:: Required work ::
Please write out, exactly as given, every line of the entries below up to and including the line with "The component shall return one point per instance of the rough".

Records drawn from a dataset
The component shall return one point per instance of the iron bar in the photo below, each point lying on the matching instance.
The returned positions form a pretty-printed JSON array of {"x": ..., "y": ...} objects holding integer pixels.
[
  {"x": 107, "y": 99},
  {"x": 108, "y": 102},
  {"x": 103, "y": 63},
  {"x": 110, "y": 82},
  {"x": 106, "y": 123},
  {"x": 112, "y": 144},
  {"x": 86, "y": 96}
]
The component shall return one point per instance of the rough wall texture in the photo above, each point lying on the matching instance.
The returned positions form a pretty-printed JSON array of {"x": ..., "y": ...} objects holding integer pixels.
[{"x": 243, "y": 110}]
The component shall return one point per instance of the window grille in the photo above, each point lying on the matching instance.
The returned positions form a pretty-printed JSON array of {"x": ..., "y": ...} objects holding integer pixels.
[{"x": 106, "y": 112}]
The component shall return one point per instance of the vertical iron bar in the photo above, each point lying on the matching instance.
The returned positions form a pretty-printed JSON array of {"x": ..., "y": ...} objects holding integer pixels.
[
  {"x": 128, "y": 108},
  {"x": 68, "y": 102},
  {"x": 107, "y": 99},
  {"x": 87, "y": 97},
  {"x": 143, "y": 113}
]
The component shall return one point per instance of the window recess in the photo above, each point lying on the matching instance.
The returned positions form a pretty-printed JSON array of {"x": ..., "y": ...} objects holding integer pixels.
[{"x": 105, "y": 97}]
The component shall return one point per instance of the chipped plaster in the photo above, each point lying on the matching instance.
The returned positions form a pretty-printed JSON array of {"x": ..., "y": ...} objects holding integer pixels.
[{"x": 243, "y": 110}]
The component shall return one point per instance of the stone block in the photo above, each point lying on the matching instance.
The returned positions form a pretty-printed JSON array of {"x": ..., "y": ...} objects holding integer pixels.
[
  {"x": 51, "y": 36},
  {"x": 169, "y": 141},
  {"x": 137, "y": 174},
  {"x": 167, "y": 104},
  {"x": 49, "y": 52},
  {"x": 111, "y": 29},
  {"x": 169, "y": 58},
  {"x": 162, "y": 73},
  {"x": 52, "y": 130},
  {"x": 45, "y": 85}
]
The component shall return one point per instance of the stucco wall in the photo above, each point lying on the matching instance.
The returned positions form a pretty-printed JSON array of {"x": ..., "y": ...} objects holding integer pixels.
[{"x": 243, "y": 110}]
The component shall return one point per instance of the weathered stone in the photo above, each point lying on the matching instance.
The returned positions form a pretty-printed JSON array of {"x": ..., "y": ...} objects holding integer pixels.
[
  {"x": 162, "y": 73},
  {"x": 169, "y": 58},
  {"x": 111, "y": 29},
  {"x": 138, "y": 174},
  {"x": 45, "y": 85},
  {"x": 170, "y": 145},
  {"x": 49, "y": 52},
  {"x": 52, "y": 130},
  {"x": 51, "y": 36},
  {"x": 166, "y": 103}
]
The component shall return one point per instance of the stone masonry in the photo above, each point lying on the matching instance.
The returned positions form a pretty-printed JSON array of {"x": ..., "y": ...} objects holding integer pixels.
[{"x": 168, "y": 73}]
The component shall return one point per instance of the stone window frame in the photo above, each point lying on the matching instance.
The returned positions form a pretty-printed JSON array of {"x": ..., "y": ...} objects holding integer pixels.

:: Reply ::
The component shall return one point per instance of the iron bar in the photo below, each point lying on the matching instance.
The returned positions form a pretty-printed JSON array of {"x": ..., "y": ...} objects holding integer pixels.
[
  {"x": 107, "y": 99},
  {"x": 108, "y": 102},
  {"x": 103, "y": 63},
  {"x": 110, "y": 82},
  {"x": 106, "y": 123},
  {"x": 112, "y": 144},
  {"x": 86, "y": 96}
]
The component shall return one point per instance of the rough wall texture in the photo above, each point lying on the matching instance.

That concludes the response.